-- Passage for review --
Ryan could not believe the dismissive tone of the letter. She simply shook her head when I told her that at that very time, 1989, as he wrote that he could not do anything about these ‘vague rumours’, Mulkearns was sending Ridsdale to New Mexico for ‘treatment’ for his paedophilia.

‘I had no idea. Absolutely no idea,’ she said. She sent four letters in all, to no avail.

Finally, Mulkearns turned up a few months later to Mortlake to officiate a sacrament. Ryan and one of the victim’s mothers marched up to the presbytery after the service to see the Bishop. The parish priest who came to the door said the Bishop declined their request. Ryan kept up her letter-writing campaign to Mulkearns and to other priests in the diocese for many years. Her job was threatened by a later principal at St Colman’s and the parish priest. The message was, essentially, to shut up about the abuse. She lost her faith entirely due to the cover-up and she says she’ll never go back to the Church.

Paul Levey lived at Mortlake, although not really of his own choosing. Ridsdale actually met him through Levey’s Irish-Catholic mother, when the priest was at one of his many postings—the National Pastoral Institute in Melbourne, before Ridsdale’s Mortlake stint. Levey is absolutely disparaging about Pell. And he doesn’t believe for a single second that Pell didn’t know around that time about him or what happened in that town. Ridsdale first abused Levey in the isolated far-western New South Wales mining town of White Cliffs, in 1980 when Levey was twelve, the same year his parents split up. Ridsdale discovered on a visit to Melbourne that Levey had been truanting. In fact, Levey now believes that his disengagement with school was because of the abuse he had already suffered.

-- Recorded information --
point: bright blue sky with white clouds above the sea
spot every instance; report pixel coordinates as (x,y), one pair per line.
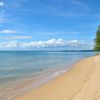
(48,24)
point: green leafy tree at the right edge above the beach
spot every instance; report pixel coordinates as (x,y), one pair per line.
(97,40)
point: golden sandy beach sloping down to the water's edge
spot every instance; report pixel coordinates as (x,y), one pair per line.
(82,82)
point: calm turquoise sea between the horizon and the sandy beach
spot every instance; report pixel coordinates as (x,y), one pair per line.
(19,67)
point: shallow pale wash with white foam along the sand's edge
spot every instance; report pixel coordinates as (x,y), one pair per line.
(35,82)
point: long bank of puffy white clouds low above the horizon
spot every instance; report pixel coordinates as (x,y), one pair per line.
(44,44)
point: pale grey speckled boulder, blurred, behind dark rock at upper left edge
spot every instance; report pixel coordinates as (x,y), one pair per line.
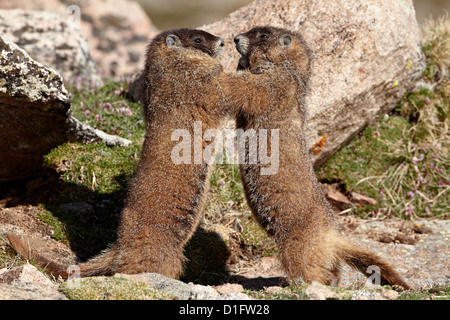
(51,41)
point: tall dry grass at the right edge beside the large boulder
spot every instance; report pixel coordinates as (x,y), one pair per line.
(421,182)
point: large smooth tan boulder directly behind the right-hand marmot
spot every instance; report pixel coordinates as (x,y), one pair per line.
(366,55)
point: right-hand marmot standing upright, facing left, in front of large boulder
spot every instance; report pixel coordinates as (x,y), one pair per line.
(290,204)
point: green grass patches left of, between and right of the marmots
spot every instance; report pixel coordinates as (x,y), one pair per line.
(401,160)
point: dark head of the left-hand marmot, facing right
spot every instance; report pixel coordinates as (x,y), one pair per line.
(190,38)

-- What the task asks --
Reproduce the Mortlake passage above word for word, from "Paul Levey lived" to "had already suffered.".

-- Result --
Paul Levey lived at Mortlake, although not really of his own choosing. Ridsdale actually met him through Levey’s Irish-Catholic mother, when the priest was at one of his many postings—the National Pastoral Institute in Melbourne, before Ridsdale’s Mortlake stint. Levey is absolutely disparaging about Pell. And he doesn’t believe for a single second that Pell didn’t know around that time about him or what happened in that town. Ridsdale first abused Levey in the isolated far-western New South Wales mining town of White Cliffs, in 1980 when Levey was twelve, the same year his parents split up. Ridsdale discovered on a visit to Melbourne that Levey had been truanting. In fact, Levey now believes that his disengagement with school was because of the abuse he had already suffered.